EXTRACTED TEXT:
* * *

July 25, 2016
Japan may abolish BSE testing on domestic cattle
Japan is set to abolish mad cow-disease testing for cattle 48 months old and up, after considering findings that risks to human health from abolishing so-called age-based test were negligible.
According to a report released by the US Department of Agriculture's Foreign Agricultural Service in Japan, a sub-committee of the Japanese Food Safety Commission (FSC) agreed with a December 2015 proposal by the Ministry of Health, Labour and Welfare (MHLW) to abolish Japan's current age-based testing of domestic cattle for bovine spongiform encephalopathy (BSE, or mad cow disease).
Japan started BSE testing in 2001, following its first confirmed case of BSE. At present, it requires all cattle 48 months of age and older to be tested for BSE. The December 2015 MHLW proposal was predicated on three factors: 1.) Japan's ruminant feed ban has been and remains effective; 2.) Japan has not detected a single case of classical BSE since the age-based testing threshold was raised to 48 months of age and older; and 3.) Cattle developing atypical BSE are almost over 96 months of age.
The draft report from the FSC sub-committee recommends that cattle 24 months of age and older and demonstrating symptoms of central nervous system diseases will still continue to undergo test for BSE.
The FSC said it welcomes public comment until August 11, after which it will finalise the sub-committee's report and submit a regulatory recommendation to MHLW.
MHLW will then conduct outreach events with key stakeholders across the country, including consumer groups, producer groups, prefectural governments and legislators. It will also publish a draft revision to the relevant Ministerial Ordinance, initiating a subsequent 30-day public comment period.
After considering information collected during the public comment period, MHLW will finalise its draft and revise the Ministerial Ordinance accordingly.

* * *

TASK INSTRUCTIONS:
a: Decide whether each statement below agrees with the article on BSE testing in Japan. Answer yes or no for each, and quote the exact words of the article that settle it.
(i) Japan began testing for BSE in 2001, after its first confirmed case.
(ii) Under the FSC sub-committee's draft report, cattle 24 months and older that show symptoms of central nervous system diseases would no longer be tested for BSE.
(iii) Publishing the draft revision to the Ministerial Ordinance opens a 60-day public comment period.
b: Copy word for word the stretch of the article on BSE testing in Japan from "Japan started BSE" through "recommendation to MHLW.".

* * *

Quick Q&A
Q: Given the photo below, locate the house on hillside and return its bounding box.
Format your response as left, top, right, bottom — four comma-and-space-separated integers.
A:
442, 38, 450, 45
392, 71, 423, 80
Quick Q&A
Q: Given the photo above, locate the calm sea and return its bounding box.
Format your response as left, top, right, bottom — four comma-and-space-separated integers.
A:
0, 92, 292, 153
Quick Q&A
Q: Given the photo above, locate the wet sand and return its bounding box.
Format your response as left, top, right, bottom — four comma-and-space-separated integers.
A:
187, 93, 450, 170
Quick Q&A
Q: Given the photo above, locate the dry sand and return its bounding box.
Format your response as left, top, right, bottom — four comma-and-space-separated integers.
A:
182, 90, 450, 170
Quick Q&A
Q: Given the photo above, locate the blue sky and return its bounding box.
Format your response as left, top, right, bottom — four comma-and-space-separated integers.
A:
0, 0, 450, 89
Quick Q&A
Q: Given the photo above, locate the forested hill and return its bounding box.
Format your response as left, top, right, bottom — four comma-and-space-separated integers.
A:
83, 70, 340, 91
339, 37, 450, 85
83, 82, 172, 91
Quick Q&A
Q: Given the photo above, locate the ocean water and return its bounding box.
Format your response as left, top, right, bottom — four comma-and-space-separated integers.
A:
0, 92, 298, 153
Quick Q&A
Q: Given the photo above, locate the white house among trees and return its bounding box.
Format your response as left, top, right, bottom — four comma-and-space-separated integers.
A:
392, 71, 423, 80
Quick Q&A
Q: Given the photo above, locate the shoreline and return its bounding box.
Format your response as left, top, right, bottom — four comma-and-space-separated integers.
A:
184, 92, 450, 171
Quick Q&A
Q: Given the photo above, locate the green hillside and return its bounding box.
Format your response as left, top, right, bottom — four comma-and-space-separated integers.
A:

* * *

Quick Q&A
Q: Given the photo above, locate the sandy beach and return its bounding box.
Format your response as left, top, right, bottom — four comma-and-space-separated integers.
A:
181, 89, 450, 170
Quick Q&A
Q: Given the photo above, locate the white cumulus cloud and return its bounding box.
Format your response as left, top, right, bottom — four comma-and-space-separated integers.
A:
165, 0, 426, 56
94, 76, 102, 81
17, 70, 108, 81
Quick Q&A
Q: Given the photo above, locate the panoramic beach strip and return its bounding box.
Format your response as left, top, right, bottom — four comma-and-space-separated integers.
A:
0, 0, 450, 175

* * *

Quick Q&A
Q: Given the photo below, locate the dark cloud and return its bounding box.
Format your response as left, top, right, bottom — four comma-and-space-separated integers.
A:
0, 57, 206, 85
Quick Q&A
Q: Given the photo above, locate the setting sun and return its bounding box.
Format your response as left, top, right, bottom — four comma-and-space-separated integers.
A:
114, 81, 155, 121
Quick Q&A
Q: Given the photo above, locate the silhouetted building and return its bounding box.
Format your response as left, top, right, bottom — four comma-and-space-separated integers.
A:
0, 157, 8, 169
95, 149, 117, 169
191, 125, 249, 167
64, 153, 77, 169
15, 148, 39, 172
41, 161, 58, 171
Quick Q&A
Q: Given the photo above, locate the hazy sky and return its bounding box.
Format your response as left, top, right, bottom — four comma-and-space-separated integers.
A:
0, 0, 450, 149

* * *

SOLUTIONS BY TASK:
a:
(i) Yes: "Japan started BSE testing in 2001, following its first confirmed case of BSE."
(ii) No: "cattle 24 months of age and older and demonstrating symptoms of central nervous system diseases will still continue to undergo test for BSE."
(iii) No: "initiating a subsequent 30-day public comment period."

b:
Japan started BSE testing in 2001, following its first confirmed case of BSE. At present, it requires all cattle 48 months of age and older to be tested for BSE. The December 2015 MHLW proposal was predicated on three factors: 1.) Japan's ruminant feed ban has been and remains effective; 2.) Japan has not detected a single case of classical BSE since the age-based testing threshold was raised to 48 months of age and older; and 3.) Cattle developing atypical BSE are almost over 96 months of age.
The draft report from the FSC sub-committee recommends that cattle 24 months of age and older and demonstrating symptoms of central nervous system diseases will still continue to undergo test for BSE.
The FSC said it welcomes public comment until August 11, after which it will finalise the sub-committee's report and submit a regulatory recommendation to MHLW.